▶ [Items]
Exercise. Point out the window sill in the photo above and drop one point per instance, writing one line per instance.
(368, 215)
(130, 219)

* * *

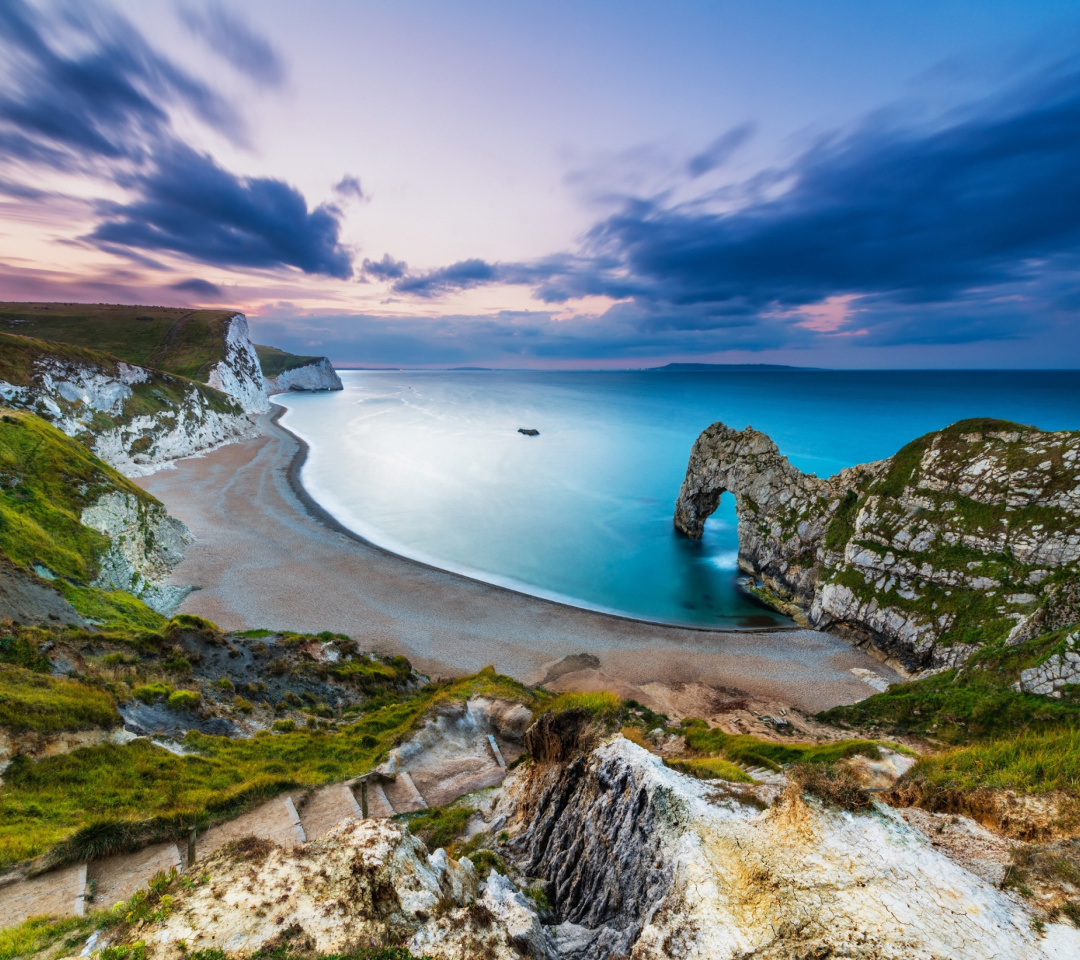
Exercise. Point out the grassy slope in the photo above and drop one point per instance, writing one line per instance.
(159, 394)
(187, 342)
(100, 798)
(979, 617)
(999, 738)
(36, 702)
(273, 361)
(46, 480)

* * *

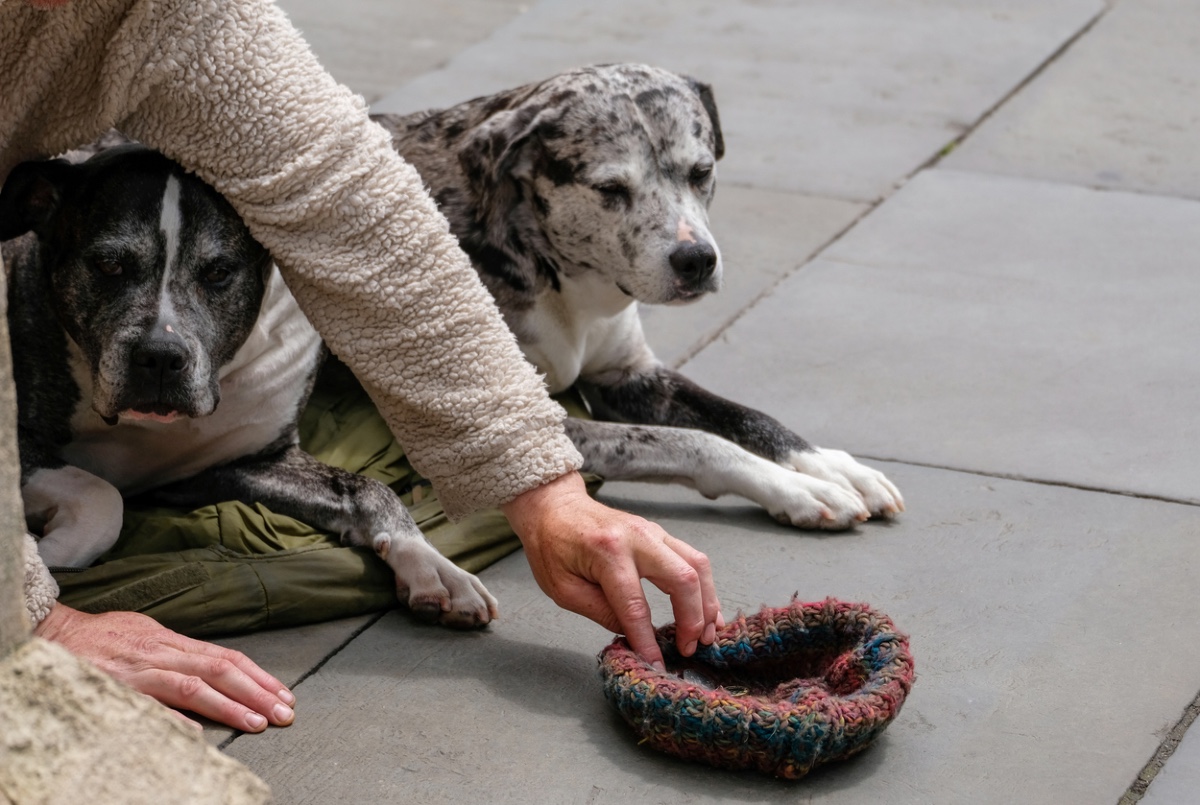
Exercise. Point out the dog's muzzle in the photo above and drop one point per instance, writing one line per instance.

▶ [To be done] Count the lines of the records above that contain the word "photo", treating case as significant, and give only the number.

▶ [The answer] 3